> **Task directions**:
Every line in the data must be transcribed exactly.

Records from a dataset
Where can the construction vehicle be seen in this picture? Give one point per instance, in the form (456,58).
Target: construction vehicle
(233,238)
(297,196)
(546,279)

> **Output**:
Where can the construction vehicle be seen in this picture? Give one point per instance, in the form (456,58).
Target: construction vehicle
(233,238)
(297,196)
(546,279)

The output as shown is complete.